**Exercise instructions**
Copy each of the entries below word for word, omitting the pictures.

** start **

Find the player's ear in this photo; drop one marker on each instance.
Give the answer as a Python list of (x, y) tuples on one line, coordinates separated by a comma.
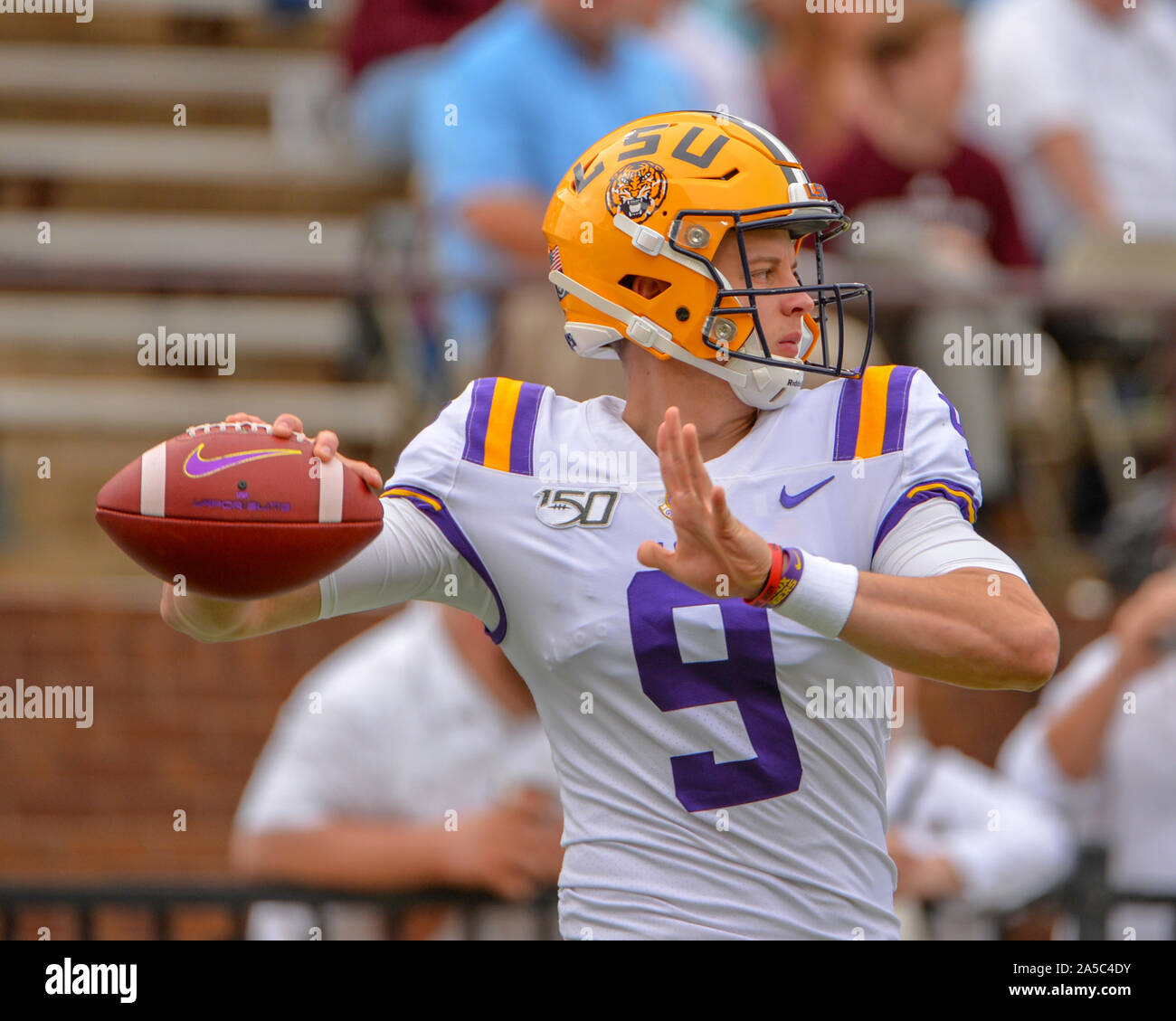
[(646, 286)]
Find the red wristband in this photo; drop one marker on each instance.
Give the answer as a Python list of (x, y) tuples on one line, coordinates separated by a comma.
[(787, 566), (772, 582)]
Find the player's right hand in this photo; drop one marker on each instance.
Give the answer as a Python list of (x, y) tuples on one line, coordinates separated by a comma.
[(326, 444), (510, 849)]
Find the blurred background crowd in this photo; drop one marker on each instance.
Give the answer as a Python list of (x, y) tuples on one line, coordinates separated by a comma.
[(356, 193)]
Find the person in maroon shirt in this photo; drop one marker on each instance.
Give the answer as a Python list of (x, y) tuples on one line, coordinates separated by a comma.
[(388, 46), (940, 211), (908, 164)]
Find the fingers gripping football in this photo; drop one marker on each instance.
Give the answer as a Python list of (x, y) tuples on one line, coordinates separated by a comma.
[(713, 546), (326, 444)]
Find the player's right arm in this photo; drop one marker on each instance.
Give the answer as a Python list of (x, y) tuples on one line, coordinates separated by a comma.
[(422, 552), (222, 620)]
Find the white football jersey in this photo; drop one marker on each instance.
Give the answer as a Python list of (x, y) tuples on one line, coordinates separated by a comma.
[(722, 767)]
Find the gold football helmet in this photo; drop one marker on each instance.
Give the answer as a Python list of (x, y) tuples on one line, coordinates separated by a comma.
[(655, 199)]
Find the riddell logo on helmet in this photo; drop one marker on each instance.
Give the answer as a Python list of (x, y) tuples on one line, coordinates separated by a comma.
[(892, 8)]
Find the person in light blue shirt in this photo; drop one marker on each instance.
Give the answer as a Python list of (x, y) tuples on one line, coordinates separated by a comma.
[(510, 104)]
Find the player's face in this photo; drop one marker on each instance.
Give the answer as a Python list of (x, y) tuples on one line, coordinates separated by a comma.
[(772, 260)]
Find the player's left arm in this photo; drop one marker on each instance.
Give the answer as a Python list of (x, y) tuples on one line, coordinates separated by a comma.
[(956, 627)]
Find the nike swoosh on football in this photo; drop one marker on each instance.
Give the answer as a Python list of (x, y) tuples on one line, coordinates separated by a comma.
[(196, 468), (788, 503)]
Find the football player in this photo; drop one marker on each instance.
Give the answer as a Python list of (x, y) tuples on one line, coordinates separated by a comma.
[(705, 586)]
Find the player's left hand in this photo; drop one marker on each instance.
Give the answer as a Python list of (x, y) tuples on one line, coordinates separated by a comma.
[(716, 553)]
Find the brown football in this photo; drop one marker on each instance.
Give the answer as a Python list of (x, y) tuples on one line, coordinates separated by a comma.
[(238, 512)]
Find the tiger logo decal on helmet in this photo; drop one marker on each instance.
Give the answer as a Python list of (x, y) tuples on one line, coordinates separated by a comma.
[(638, 191), (655, 199)]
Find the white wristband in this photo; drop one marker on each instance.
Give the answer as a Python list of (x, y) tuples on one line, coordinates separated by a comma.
[(823, 597)]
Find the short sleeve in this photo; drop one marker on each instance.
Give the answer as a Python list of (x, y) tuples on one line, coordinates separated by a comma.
[(422, 552), (936, 464)]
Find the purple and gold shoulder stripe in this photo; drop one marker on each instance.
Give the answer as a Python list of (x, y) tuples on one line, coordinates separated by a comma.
[(439, 515), (932, 488), (500, 427), (871, 413)]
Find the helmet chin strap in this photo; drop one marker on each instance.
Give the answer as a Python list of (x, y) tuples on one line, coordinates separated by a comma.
[(760, 386)]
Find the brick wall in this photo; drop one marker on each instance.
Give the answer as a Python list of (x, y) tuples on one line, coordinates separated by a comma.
[(175, 724)]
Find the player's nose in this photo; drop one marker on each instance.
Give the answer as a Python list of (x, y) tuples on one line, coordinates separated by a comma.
[(796, 302)]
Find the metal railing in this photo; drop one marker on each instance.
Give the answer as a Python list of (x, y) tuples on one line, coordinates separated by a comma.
[(160, 900)]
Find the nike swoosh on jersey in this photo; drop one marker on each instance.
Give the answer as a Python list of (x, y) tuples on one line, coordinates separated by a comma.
[(196, 468), (788, 503)]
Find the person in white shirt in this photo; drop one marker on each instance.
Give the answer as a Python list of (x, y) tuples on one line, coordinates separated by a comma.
[(964, 837), (1100, 746), (1086, 97), (669, 646), (411, 758)]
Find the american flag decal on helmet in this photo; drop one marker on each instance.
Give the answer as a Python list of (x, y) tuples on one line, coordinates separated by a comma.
[(553, 257)]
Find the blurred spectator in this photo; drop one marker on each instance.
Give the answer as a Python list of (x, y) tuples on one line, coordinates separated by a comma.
[(1100, 747), (1086, 93), (940, 211), (927, 190), (725, 63), (418, 718), (820, 85), (514, 101), (965, 840), (388, 47)]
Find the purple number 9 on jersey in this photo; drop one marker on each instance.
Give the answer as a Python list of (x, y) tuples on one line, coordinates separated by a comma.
[(745, 676)]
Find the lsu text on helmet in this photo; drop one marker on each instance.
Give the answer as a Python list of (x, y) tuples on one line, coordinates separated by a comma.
[(655, 198)]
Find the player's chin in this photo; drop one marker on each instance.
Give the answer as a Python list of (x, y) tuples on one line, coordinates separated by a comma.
[(787, 346), (788, 349)]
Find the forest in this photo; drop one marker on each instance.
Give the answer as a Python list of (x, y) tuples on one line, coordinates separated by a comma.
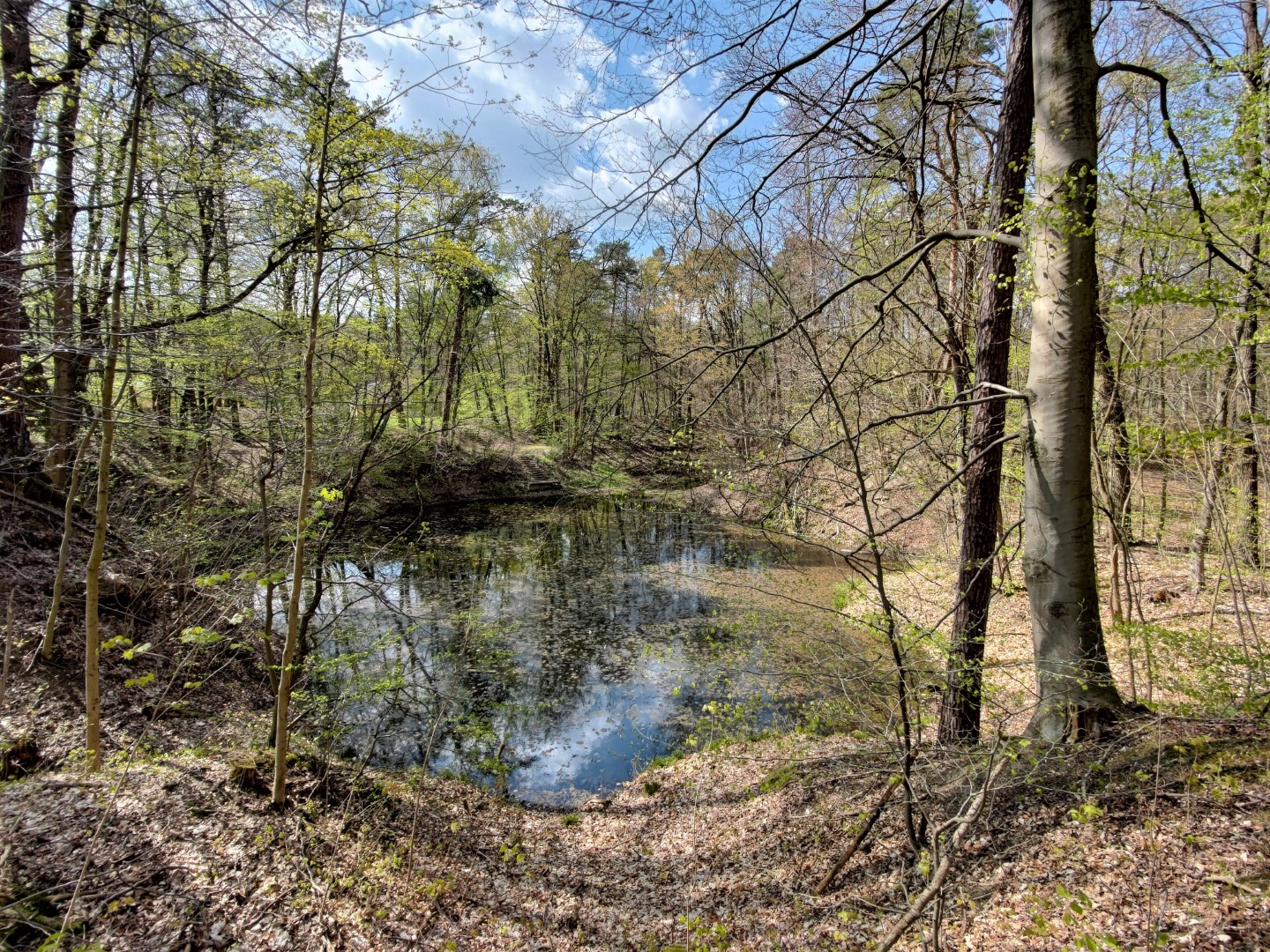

** end **

**Full solution**
Find the player's ear in this photo; drop one marker on each instance.
Give the answer as a Python list of (x, y) tuples on one line, coordinates separated by a comma.
[(646, 286)]
Find the red wristband in this photo; drop one marker on each instance.
Give the answer as a Python list of (x, y) tuples on one line, coordinates separated by a comma.
[(787, 566), (772, 582)]
Find the player's right hand in this photo; drop one marker on each instance.
Give the answer as a Python list of (x, y) tuples on one line, coordinates separated by a comma.
[(326, 444), (510, 849)]
Find the blurred background crowd in this photo; drop one marker on each instance.
Give the answer as a Python list of (x, y) tuples on one line, coordinates separated by a comma.
[(356, 193)]
Find the person in maroon shirt in this photo; drop one marker on each instance.
Give the answer as a Python list of (x, y) tuples on one line, coordinates separated by a comma.
[(388, 46), (940, 211), (908, 164)]
Find the fingers gripping football in this photo; drop one marker on each instance.
Give the answer as a Python list of (x, y) tuples on one line, coordinates separated by a comma.
[(713, 546), (326, 444)]
Find the player's right arm in this photo; drop one marker on each instance.
Give the answer as a Python list of (x, y) tuples on one line, coordinates separated by a comma.
[(422, 552), (222, 620)]
Find the white football jersey in this photo; drop one marker on each instance.
Give the answer as a Python list of (x, y) tuples on one line, coordinates separated by a comma.
[(722, 767)]
Find the gold football helmet in this photo; drop one marker on each instance.
Give the answer as a Python list of (x, y) tuples on one line, coordinates separated by a comma.
[(655, 199)]
Find the riddell logo on helmet in this photo; drop one marker on each instance.
Give the answer as a Python list of (x, y) tuples on one line, coordinates separated by a comma.
[(892, 8)]
Find the person in light blue shirt in this photo; drop one marker on each instance.
Give the answer as a Python list of (x, y) tuples on one line, coordinates separated by a comma.
[(510, 104)]
Find the player's face in this photo; drop one marker on each instance.
Give the answer as a Python list of (x, y) tuples on one line, coordinates separated by a comma.
[(772, 260)]
Find the player's left arm in this photo; drop one marker on each instance.
Give the answer as a Python list of (x, y) tuples on one line, coordinates separated by a comma.
[(956, 627)]
Find the nike swoosh on football in this photo; drop one marker on each instance.
Give the answer as a Python list of (x, y) tuples on one line, coordinates separated by a comma.
[(196, 468), (788, 503)]
Find the football player in this photo; drop one marker on each instance.
Give the answer as a Python list of (x, y) tuples on one line, coordinates separated by a comma.
[(705, 586)]
Find the player's left hand in this photo; drop one marker on each instance.
Give the answer as a Python list of (x, y) tuples on one line, coordinates separated by a comma.
[(716, 553)]
Find the brown football in this photo; drop one marker on each instance.
Give the answer as a Python list of (x, y) tuples on one line, coordinates separated by a comma.
[(238, 512)]
Find the tiger logo decal on helmet in this photo; drop one marker on each instance.
Give the answer as a Python list of (x, y) tuples on one line, coordinates separated by a comma.
[(638, 191), (655, 199)]
Find the white wristband in this photo; drop one marker on each instance.
Give the answer as a Python list of (x, y) tuples on one line, coordinates separated by a comma.
[(823, 597)]
Find the short sleeve in this photo; drop one marker on each instance.
Give the answer as a Python list of (x, y) tuples on one line, coordinates separated by a comma.
[(422, 552), (936, 464)]
Find the purple and gold shoulder stripe in this photo; drop one marker on each instance.
Give the answer as a Python list of (x, y) tuples on one line, coordinates separated by a comma.
[(439, 515), (932, 488), (500, 427), (871, 413)]
Find the helmet chin strap in this photo; drop one marker on each instance.
Give the answer as a Python list of (x, y) tuples on one line, coordinates separated by a comma.
[(760, 386)]
Find the brick wall in this photo; drop one marker on each instance.
Give the answer as a Python list of (x, y) tuples on one line, coordinates separated by a comma.
[(175, 724)]
Find the player's nose in this photo; drop one marker on each instance.
Give the answer as a Python list of (x, y) tuples on one line, coordinates separated by a comma.
[(796, 302)]
Find the metal railing in this photo; drop one marker on each instance.
Give the answer as a Python list of (x, y) tuples on one line, coordinates separated by a comma.
[(160, 900)]
Find the nike swoosh on jersey in this photo; drop one marker on each instance.
Give the answer as a Python list of (x, y) tuples on one line, coordinates separated by a comma.
[(196, 468), (788, 503)]
Find the person in white shirt in this photo; drop one marker on each instance.
Give the answer as a Python list of (x, y) tuples on one line, coordinates separated by a comma.
[(964, 837), (1100, 746), (1086, 97), (669, 646), (411, 758)]
Find the american flag decal on helmet in this photo; drop one marker on each instance.
Give the answer as a Python list of (x, y) tuples on one line, coordinates separated by a comma.
[(553, 257)]
Find the blurred spectator in this photo; drop one marker on each instance.
Give the answer as a Python list of (x, y) tuples on one line, coordinates separated by a comma.
[(1100, 747), (1086, 93), (940, 211), (927, 190), (725, 63), (418, 718), (820, 85), (514, 101), (965, 840), (388, 47)]
Find the purple number 9 on jersey in this photo; drop one marker on each instance.
Give the answer as a Python list of (x, y) tuples on one line, coordinates separated by a comma.
[(745, 676)]
Find the lsu text on helmet in this photo; drop one marker on each instance.
Give the answer as a Python list of (x, y) tuples on one line, coordinates separated by a comma.
[(655, 198)]
Find the player's chin in this photo; drop one marker on each instance.
Give the answer as a Python list of (x, y) tuples on one line, coordinates separated by a comma.
[(787, 346), (788, 349)]
Find the forest in this photo; drop one marker on each instance.
Give the answer as a Python list of (x, y) tuples on one line, coordinates separated by a comma.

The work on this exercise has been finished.